* Activities:
1. From the telehealth texting passage, give back word for word the part that opens with the words containing "Text messaging is" and closes with "about HIPAA Compliance!".
2. Decide whether each statement agrees with the telehealth texting passage, answering yes or no and quoting the words that settle it: (a) Texting patients is usually the first telehealth tool people think of. (b) Most people with cell phones, the elderly included, send at least one text a day. (c) There is typically less of a learning curve for telehealth text messaging.

* Text excerpt:
----------------------------------------

Improved communication is one of the key benefits of a successful telehealth program. When most people think of telehealth communication tools, they think of virtual visits. Texting patients isn’t (usually) the first tool that comes to mind. That being said, text messaging can be a very valuable component of your telehealth program, one that helps improve care plan compliance, patient engagement, and the patient-provider relationship.
Text messaging is something most people know how to do. Most of us with cell phones (yes, even the elderly) send at least one text a day to a friend, family member, colleague or peer. People are familiar with text messaging and how it works. Typically, there’s less of a learning curve for telehealth text messaging, since people already understand how to use the tool.
Don’t forget about HIPAA Compliance!

----------------------------------------

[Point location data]

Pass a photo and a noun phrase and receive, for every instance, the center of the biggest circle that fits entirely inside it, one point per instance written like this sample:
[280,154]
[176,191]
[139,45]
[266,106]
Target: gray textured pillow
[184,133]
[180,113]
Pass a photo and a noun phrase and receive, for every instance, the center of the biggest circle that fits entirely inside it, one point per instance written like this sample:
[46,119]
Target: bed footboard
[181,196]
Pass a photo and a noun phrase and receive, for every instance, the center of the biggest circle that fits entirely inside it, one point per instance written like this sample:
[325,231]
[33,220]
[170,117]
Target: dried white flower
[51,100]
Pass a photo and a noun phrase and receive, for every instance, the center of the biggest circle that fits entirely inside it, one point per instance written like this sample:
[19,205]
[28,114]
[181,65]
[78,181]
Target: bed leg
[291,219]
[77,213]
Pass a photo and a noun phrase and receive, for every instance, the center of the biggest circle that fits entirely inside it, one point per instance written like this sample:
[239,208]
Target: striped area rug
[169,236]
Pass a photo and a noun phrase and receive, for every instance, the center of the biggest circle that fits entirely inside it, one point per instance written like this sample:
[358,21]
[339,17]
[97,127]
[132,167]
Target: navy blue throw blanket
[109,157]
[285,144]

----------------------------------------

* Task-by-task solutions:
1.
Text messaging is something most people know how to do. Most of us with cell phones (yes, even the elderly) send at least one text a day to a friend, family member, colleague or peer. People are familiar with text messaging and how it works. Typically, there’s less of a learning curve for telehealth text messaging, since people already understand how to use the tool.
Don’t forget about HIPAA Compliance!

2.
(a) No: "Texting patients isn’t (usually) the first tool that comes to mind."
(b) Yes: "Most of us with cell phones (yes, even the elderly) send at least one text a day"
(c) Yes: "Typically, there’s less of a learning curve for telehealth text messaging"